— Input material —
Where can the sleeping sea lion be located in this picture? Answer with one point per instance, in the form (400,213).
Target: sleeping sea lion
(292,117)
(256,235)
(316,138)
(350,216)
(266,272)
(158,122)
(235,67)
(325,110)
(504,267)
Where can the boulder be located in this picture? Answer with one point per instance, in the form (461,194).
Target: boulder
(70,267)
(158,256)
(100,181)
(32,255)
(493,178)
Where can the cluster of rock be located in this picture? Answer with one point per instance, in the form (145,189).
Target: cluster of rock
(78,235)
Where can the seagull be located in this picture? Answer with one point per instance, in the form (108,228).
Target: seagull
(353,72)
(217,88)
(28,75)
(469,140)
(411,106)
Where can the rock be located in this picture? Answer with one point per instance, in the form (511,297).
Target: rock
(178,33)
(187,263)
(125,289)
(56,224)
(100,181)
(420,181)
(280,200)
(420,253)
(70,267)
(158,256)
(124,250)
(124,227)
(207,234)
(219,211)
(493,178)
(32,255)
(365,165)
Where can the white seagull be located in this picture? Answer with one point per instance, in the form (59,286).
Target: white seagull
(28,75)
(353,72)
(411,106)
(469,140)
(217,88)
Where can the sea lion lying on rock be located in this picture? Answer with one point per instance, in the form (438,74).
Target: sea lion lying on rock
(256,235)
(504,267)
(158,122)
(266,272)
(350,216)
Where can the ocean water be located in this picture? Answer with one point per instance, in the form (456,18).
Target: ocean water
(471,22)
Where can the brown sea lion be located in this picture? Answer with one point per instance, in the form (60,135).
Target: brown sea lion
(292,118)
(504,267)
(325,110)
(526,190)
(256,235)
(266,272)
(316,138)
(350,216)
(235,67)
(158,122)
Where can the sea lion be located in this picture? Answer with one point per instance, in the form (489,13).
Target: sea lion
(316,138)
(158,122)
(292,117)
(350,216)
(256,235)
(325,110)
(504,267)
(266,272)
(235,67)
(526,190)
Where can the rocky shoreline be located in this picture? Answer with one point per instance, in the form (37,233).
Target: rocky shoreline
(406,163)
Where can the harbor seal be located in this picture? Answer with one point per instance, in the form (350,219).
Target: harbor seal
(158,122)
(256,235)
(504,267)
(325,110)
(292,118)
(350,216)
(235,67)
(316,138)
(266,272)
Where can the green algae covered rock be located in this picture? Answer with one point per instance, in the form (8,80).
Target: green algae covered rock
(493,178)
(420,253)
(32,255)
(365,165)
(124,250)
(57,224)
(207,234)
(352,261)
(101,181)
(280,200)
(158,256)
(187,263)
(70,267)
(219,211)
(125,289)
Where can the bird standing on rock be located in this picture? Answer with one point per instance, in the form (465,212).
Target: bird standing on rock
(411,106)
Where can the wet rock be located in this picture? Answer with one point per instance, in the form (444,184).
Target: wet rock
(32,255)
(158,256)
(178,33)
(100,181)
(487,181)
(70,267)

— Requirements —
Copy every line of the records above, from first to last, without changing a single character.

— Reply to the task —
Where can the sleeping sea lion be located in this picture? Answer with one point per instance, in the form (400,213).
Target: sleeping sea lion
(292,117)
(256,235)
(316,138)
(350,216)
(266,272)
(158,122)
(235,67)
(325,110)
(504,267)
Where can the boulder be located in this picture? Answer with one point per instance, in the form (461,194).
Target: boulder
(70,267)
(158,256)
(100,181)
(32,255)
(493,178)
Where can the cluster of rock be located in this picture? Answer with one point per instance, in the form (145,189).
Target: cluster of rock
(78,235)
Where can the seagull be located in this picture? Answer with one point per instance, in the form (108,228).
Target: seagull
(353,72)
(217,88)
(28,75)
(469,140)
(411,106)
Where can the rock be located in this picture? Answer with one point per instance, in the form (511,297).
Target: rock
(178,33)
(187,263)
(125,289)
(56,224)
(100,181)
(420,181)
(280,200)
(420,253)
(70,267)
(158,256)
(124,250)
(124,227)
(207,234)
(219,211)
(493,178)
(32,255)
(365,165)
Where can the white seagull be located in this picture? Answer with one point per instance, in the form (59,286).
Target: white seagull
(28,75)
(353,72)
(411,106)
(469,140)
(217,88)
Where can the sea lion lying on rock be located in this picture? Answer with one point per instance, in the form (438,74).
Target: sea lion lying on rock
(256,235)
(504,267)
(158,122)
(266,272)
(350,216)
Where can the ocean water be located in this picture? Answer with one point per instance, in the form (456,18).
Target: ocean water
(471,22)
Where can the brown sea lion be located in this picture? Answer with one point per instance, in the form (60,135).
Target: brown sea lion
(292,118)
(504,267)
(325,110)
(526,190)
(256,235)
(266,272)
(316,138)
(350,216)
(235,67)
(158,122)
Where can the sea lion be located in this picture? Answer with one point per instance, in the form (489,13).
Target: sea lion
(316,138)
(158,122)
(292,117)
(350,216)
(256,235)
(325,110)
(504,267)
(266,272)
(235,67)
(526,190)
Where can the rocky shoreline be located in this picture? Answer with one point per instance, in the form (37,233).
Target: rocky shoreline
(406,163)
Where can the harbor seal be located in this picture? Answer with one point per instance, in the form (350,219).
Target: harbor seal
(158,122)
(256,235)
(504,267)
(325,110)
(292,118)
(350,216)
(235,67)
(316,138)
(266,272)
Where can the green algae covered rock be located in this picture? Answer with one point per instance, in the form (8,80).
Target: green algae covered rock
(493,178)
(420,253)
(32,255)
(365,165)
(124,250)
(57,224)
(207,234)
(352,261)
(101,181)
(280,200)
(158,256)
(187,263)
(70,267)
(219,211)
(125,289)
Where can the bird standing on rock be located in this picture? Answer with one point per instance, in the form (465,212).
Target: bird standing on rock
(411,106)
Where can the wet rock be located in this picture? Answer with one point per instance, in the form (444,184).
Target: wet rock
(32,255)
(158,256)
(178,33)
(100,181)
(487,181)
(70,267)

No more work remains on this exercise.